▸ **EXERCISE REQUIREMENTS**
Please copy every line from the following entries in which the word "glass" appears.

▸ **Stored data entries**
--- START ---

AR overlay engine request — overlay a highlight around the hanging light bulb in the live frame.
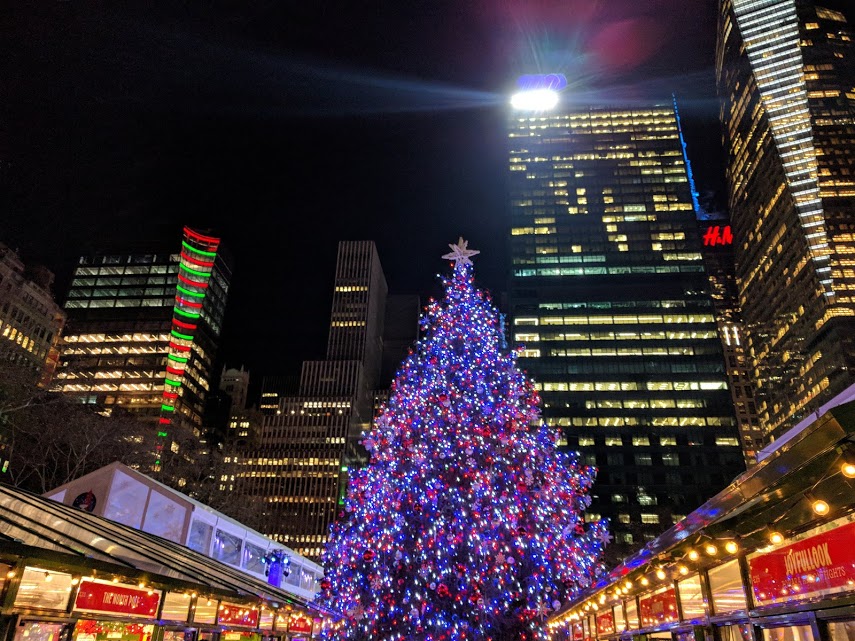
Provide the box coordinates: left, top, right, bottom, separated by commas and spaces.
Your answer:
655, 568, 666, 580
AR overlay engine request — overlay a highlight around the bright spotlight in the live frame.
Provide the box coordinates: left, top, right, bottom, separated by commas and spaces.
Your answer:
511, 89, 560, 111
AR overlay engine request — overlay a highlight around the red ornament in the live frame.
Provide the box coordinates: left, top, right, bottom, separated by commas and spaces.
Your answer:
363, 549, 376, 562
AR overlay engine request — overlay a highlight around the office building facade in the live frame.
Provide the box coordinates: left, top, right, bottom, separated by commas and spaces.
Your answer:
56, 228, 231, 440
716, 0, 855, 440
238, 241, 389, 559
697, 214, 764, 464
0, 242, 65, 385
506, 99, 745, 559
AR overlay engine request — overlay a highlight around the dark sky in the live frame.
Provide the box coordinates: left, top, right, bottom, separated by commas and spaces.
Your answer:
3, 0, 851, 382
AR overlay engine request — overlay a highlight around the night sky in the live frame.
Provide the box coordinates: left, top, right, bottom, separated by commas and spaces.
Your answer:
3, 0, 852, 382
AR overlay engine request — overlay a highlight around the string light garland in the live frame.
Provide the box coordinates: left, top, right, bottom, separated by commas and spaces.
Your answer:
317, 241, 609, 641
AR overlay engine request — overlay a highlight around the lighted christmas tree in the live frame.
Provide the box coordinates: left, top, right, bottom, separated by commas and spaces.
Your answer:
318, 239, 608, 641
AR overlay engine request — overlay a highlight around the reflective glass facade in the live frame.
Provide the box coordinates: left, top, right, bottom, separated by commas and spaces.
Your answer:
507, 104, 744, 559
717, 0, 855, 439
57, 248, 231, 431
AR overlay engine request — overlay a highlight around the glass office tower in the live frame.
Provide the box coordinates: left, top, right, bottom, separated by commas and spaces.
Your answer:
507, 100, 745, 558
57, 229, 231, 434
717, 0, 855, 440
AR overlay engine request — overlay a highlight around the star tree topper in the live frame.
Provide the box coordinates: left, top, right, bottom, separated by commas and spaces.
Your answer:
442, 236, 480, 266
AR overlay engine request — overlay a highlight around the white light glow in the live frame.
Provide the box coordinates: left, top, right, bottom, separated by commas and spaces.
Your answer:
510, 89, 559, 111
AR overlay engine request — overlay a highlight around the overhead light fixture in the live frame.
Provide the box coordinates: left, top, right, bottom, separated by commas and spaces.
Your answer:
769, 531, 784, 545
725, 540, 739, 554
811, 497, 830, 515
840, 453, 855, 478
624, 580, 632, 589
687, 549, 699, 561
655, 568, 667, 580
678, 565, 689, 576
705, 544, 718, 556
640, 577, 649, 586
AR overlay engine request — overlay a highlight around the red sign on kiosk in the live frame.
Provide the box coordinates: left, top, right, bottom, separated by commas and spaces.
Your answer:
639, 588, 678, 626
74, 580, 161, 618
218, 602, 260, 628
749, 519, 855, 605
596, 611, 615, 635
288, 615, 313, 635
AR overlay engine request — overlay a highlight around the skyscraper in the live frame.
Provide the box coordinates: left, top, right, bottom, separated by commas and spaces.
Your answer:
238, 241, 389, 559
506, 93, 745, 557
717, 0, 855, 440
56, 228, 231, 446
697, 213, 764, 464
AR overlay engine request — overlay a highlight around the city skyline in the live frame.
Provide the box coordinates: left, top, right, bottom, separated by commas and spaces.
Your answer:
3, 1, 851, 379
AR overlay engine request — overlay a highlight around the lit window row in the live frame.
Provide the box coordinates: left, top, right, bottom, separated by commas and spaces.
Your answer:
514, 265, 705, 277
520, 346, 697, 359
533, 313, 714, 326
515, 330, 718, 342
64, 333, 169, 343
511, 226, 556, 236
534, 380, 727, 392
583, 399, 706, 409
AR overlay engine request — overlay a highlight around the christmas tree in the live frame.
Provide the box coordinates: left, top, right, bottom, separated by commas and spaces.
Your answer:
318, 239, 608, 641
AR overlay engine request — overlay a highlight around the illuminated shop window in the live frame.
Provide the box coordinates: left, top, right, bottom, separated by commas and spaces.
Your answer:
161, 591, 192, 622
13, 567, 73, 611
677, 574, 707, 620
625, 598, 639, 629
708, 559, 747, 615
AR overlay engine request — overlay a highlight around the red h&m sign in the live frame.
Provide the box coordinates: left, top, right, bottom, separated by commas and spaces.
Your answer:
74, 580, 161, 618
639, 588, 678, 626
749, 520, 855, 606
703, 225, 733, 247
596, 611, 615, 635
218, 602, 260, 628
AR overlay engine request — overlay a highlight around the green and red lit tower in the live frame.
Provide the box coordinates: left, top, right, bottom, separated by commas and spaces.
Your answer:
56, 226, 231, 472
156, 227, 223, 468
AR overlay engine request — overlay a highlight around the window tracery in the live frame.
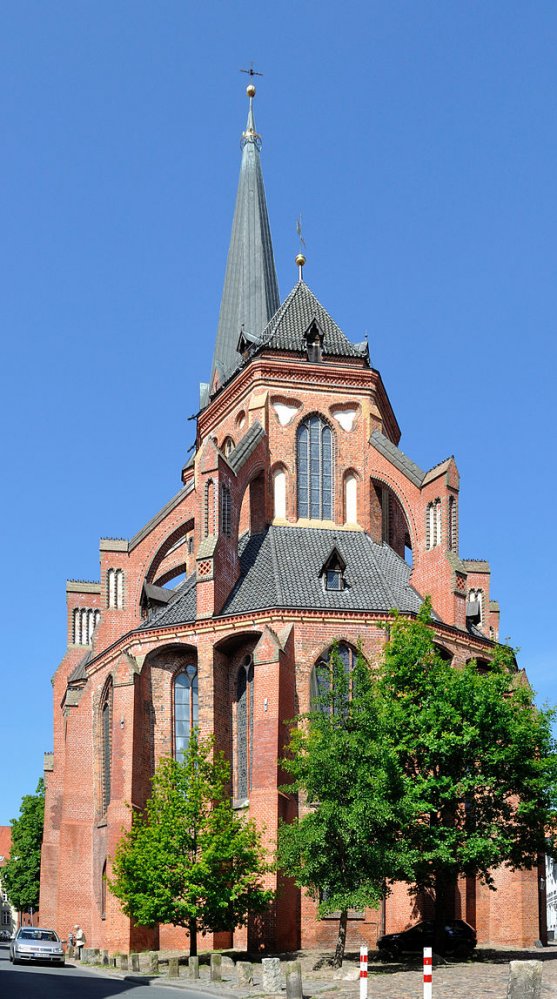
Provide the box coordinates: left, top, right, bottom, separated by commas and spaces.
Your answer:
174, 665, 198, 763
296, 414, 334, 520
236, 655, 254, 801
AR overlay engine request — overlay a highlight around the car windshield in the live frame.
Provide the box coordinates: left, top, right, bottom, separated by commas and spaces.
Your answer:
19, 930, 58, 941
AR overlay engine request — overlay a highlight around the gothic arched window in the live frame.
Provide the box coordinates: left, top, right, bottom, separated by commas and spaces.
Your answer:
100, 681, 113, 814
236, 656, 254, 801
174, 665, 198, 763
426, 499, 442, 549
310, 642, 356, 714
296, 414, 334, 520
107, 568, 124, 609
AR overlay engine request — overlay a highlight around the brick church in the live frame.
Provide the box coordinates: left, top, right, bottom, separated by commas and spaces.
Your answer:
40, 86, 544, 953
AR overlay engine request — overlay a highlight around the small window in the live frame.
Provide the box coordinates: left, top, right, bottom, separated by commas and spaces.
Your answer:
107, 569, 124, 609
426, 499, 442, 549
101, 859, 107, 919
326, 569, 343, 591
222, 436, 235, 457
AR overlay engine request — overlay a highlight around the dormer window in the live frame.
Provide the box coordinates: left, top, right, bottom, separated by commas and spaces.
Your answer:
319, 546, 347, 592
303, 318, 324, 362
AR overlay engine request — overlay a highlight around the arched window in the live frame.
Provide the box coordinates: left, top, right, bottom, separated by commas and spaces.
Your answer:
344, 472, 357, 524
273, 466, 287, 519
174, 665, 198, 763
448, 495, 458, 553
222, 436, 235, 457
310, 642, 356, 714
205, 479, 215, 537
468, 588, 484, 626
426, 499, 442, 549
73, 607, 100, 645
101, 859, 107, 919
221, 484, 232, 537
297, 414, 334, 520
107, 569, 124, 609
236, 655, 254, 801
100, 681, 113, 814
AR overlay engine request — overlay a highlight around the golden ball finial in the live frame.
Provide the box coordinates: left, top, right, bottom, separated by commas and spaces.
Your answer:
246, 83, 256, 98
295, 253, 306, 268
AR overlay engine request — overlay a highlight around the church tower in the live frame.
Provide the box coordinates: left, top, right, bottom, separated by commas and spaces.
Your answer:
39, 86, 542, 957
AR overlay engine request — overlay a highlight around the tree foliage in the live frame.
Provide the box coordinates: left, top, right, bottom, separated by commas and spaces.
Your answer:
380, 601, 557, 943
109, 733, 272, 956
277, 644, 416, 966
2, 779, 45, 912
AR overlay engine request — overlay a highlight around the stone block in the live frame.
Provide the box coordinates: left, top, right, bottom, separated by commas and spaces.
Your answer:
210, 953, 222, 981
101, 950, 109, 966
131, 952, 140, 972
120, 954, 129, 971
168, 956, 180, 977
286, 959, 302, 999
149, 951, 159, 974
237, 961, 253, 986
507, 960, 543, 999
189, 955, 200, 979
262, 957, 282, 993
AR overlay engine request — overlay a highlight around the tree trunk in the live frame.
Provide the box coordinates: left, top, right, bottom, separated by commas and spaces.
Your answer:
333, 908, 348, 968
189, 917, 197, 957
433, 869, 456, 955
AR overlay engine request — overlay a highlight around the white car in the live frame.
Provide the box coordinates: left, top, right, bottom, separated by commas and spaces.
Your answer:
9, 927, 65, 965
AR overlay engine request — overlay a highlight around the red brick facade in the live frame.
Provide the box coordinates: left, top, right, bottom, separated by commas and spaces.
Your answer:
39, 330, 544, 953
39, 93, 543, 954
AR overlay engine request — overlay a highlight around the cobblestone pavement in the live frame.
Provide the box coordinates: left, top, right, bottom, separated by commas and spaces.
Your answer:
75, 949, 557, 998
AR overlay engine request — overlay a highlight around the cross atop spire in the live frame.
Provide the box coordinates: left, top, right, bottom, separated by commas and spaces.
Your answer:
209, 83, 280, 394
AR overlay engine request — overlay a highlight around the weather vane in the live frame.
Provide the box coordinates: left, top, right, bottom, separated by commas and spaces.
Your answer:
240, 63, 263, 79
295, 215, 307, 281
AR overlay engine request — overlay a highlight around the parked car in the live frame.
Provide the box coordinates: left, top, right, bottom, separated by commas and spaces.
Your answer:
377, 919, 477, 958
9, 927, 65, 965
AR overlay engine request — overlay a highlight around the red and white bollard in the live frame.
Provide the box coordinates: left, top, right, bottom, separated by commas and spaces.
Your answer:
359, 945, 368, 999
423, 946, 433, 999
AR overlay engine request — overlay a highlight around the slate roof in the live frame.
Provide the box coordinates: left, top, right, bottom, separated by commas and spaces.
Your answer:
227, 421, 265, 474
139, 525, 423, 632
370, 429, 425, 487
139, 573, 197, 630
255, 281, 369, 360
211, 96, 280, 386
67, 650, 92, 685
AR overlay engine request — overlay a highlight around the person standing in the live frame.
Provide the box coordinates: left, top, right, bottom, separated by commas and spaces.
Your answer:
74, 924, 85, 959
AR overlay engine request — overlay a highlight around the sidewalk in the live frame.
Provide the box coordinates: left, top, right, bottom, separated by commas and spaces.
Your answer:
73, 947, 557, 998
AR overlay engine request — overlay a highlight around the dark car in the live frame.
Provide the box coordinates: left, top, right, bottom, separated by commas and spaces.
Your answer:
377, 919, 476, 958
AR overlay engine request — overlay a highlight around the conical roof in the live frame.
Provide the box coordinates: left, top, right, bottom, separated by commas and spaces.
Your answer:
210, 92, 280, 389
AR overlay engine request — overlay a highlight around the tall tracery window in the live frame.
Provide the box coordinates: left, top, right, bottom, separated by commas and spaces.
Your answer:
107, 568, 124, 609
174, 665, 198, 763
100, 681, 112, 814
448, 495, 458, 553
297, 414, 334, 520
101, 859, 107, 919
204, 479, 216, 537
426, 499, 442, 549
221, 484, 232, 537
236, 655, 254, 801
73, 607, 101, 645
311, 642, 356, 714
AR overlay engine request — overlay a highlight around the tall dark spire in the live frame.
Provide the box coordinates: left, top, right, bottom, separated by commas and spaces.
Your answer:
209, 86, 280, 392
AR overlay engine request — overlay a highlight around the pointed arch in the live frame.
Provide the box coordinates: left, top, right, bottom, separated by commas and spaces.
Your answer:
173, 663, 198, 763
100, 677, 113, 815
296, 413, 335, 520
236, 655, 254, 800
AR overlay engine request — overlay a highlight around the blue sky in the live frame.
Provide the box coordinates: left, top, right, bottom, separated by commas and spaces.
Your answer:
1, 1, 556, 825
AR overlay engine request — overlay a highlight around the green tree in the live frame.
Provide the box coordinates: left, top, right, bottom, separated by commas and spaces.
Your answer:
277, 645, 416, 967
381, 601, 557, 951
109, 732, 272, 956
2, 779, 45, 914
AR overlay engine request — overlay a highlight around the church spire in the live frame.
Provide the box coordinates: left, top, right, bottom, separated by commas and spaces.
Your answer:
209, 84, 280, 392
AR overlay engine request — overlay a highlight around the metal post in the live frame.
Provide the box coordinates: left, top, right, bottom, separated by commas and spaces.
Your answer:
359, 945, 368, 999
423, 946, 433, 999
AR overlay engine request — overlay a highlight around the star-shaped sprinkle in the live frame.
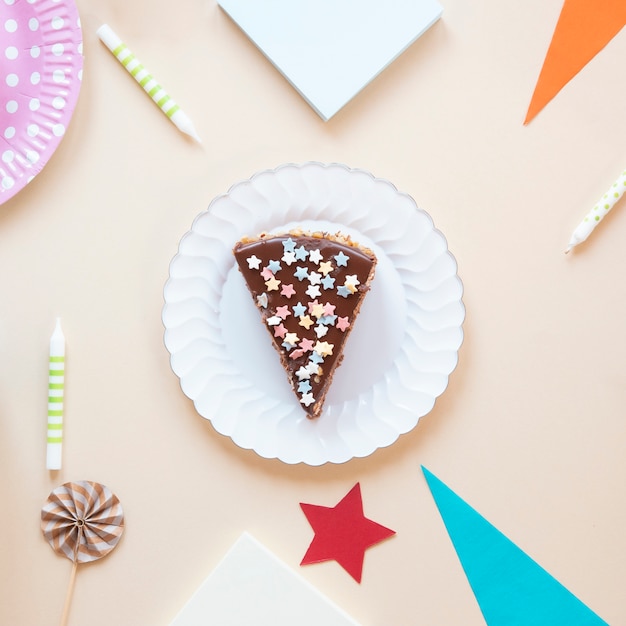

--- END ---

▸ **RESPONSE**
AR overlay engine request — overlay a highlight around the reflective glass facade in the live frame.
AR overlay engine request — overlay a highlight around the glass office tower in the live frame.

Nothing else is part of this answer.